• _PROBLEM TO WORK ON_
Word for word, the data below must be repeated in full; no picture is to be included.

• _SUPPLIED RECORDS_

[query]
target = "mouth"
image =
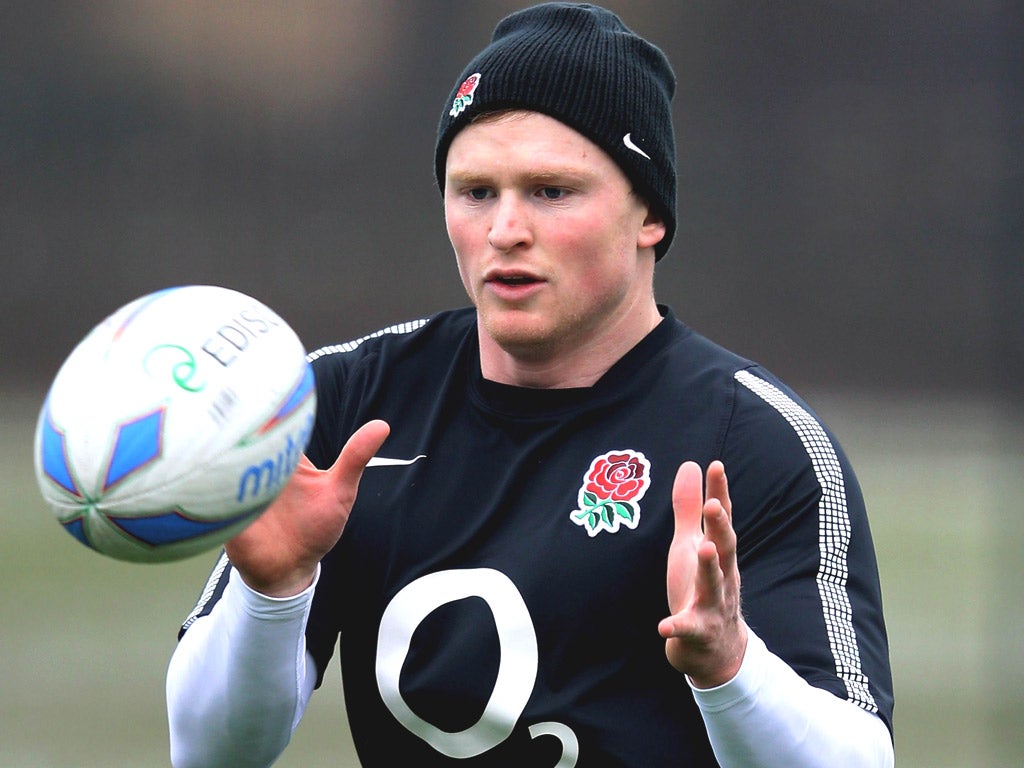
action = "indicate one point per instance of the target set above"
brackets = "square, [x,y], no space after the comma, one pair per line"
[511,278]
[514,280]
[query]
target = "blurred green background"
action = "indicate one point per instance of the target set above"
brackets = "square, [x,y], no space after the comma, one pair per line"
[85,639]
[850,216]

• _RESULT OF THIS EXERCISE_
[query]
target = "mouth"
image =
action = "indicate one point per instance of the target set above"
brackets = "square, [x,y], no space after the comma, one pair per line"
[511,278]
[514,280]
[query]
target = "blurred green background"
action = "indicate one point per instance of the target set above"
brackets = "square, [x,y], no space after the comma, one pair per line"
[85,639]
[850,216]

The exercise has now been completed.